* [EXCERPTED TEXT]:
▼▼▼
Novel 11, Book 18 by Dag Solstad

Perhaps Novel 11, Book 18 really was (in 2001) Dag Solstad’s eleventh novel and eighteenth book; if not, the significance of the title is not readily apparent. The title implies the writer’s wish for distance from the narrative; not a story, but perhaps a case study, maybe one within the filing cabinet of the sinister Doctor Schiøtz.

Written in refined, free indirect style, or better, a term James Wood borrows – ‘close writing’, any space between the author and character Bjørn Hansen is dissolved. The style, a simultaneous feeling of distance and closeness to the character’s stream of consciousness, adds hugely to the sensation of being pulled into this excellent novel.
▲▲▲
* [PROBLEM TO SOLVE]: Please continue the review of Dag Solstad's Novel 11, Book 18, picking up after its last sentence.

[Labeled region records]
▼▼▼
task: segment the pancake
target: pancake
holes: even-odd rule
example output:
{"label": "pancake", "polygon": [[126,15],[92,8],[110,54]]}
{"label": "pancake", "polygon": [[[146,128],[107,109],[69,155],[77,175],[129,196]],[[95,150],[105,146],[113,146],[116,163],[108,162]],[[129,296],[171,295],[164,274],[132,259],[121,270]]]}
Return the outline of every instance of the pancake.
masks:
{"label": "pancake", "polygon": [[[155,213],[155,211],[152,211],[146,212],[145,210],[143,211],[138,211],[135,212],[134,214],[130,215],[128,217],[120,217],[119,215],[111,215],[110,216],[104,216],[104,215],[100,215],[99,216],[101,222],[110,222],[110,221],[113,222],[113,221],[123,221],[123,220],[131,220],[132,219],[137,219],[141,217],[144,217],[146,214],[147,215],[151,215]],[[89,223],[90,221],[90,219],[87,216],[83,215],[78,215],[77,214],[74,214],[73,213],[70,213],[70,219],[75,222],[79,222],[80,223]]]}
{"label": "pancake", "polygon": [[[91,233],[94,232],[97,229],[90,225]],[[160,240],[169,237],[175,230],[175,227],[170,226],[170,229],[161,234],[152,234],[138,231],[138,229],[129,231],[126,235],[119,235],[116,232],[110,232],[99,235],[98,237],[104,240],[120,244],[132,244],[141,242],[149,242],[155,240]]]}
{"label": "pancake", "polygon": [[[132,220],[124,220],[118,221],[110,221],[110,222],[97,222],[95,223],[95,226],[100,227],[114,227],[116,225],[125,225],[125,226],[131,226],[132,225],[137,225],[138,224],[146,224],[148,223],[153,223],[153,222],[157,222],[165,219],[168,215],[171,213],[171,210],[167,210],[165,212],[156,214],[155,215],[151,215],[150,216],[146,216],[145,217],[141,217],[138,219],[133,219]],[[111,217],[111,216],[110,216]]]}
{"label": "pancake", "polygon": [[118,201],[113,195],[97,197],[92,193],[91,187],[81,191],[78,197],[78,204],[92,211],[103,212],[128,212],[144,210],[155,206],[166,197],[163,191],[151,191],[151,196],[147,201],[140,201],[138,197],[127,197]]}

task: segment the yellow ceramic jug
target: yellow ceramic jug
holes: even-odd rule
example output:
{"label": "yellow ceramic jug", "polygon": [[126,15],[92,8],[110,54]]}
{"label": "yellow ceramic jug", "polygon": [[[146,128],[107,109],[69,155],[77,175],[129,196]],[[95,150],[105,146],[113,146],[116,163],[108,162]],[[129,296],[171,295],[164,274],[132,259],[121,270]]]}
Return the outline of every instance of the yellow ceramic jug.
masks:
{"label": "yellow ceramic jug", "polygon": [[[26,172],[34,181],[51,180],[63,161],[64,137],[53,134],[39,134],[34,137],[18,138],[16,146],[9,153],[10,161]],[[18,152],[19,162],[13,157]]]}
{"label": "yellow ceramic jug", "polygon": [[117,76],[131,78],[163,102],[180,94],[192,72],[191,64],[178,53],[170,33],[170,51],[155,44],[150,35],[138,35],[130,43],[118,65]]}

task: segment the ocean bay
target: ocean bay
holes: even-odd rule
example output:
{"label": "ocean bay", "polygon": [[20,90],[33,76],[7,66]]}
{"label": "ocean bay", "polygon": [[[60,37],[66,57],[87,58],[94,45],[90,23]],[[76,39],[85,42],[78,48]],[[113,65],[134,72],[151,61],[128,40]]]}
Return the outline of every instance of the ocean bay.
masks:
▲▲▲
* [EXERCISE OUTPUT]:
Bjørn Hansen brings to mind Sartre’s Antoine Roquentin (Nausea):

I think it’s I who has changed: that’s the simplest solutions, also the most unpleasant. But I have to admit that I am subject to these sudden transformations. The thing is that I very rarely think; consequently a host of little metamorphoses accumulate in me without my noticing it, and then, one fine day,  a positive revolution takes place.

Hansen’s existence is punctuated by these sudden transformations, but he remains haunted:

‘You know, I find myself in this town by pure chance, it has never meant anything to me. It’s also by pure chance that I’m the treasurer here. But if I hadn’t been here, I would’ve been somewhere else and have led the same kind of life. However, I cannot reconcile myself to that. I get really upset when I think about it.’

After unburdening himself to Doctor Schiøtz, another ‘host of little metamorphoses’ accumulate, leading to a  further revolution, one that in turn will provoke another sequence of metaphysical doubts.

More powerful and successful than Solstad’s Shyness and Dignity, this novel is reviewed more completely by John Self and Stephen Mitchelmore.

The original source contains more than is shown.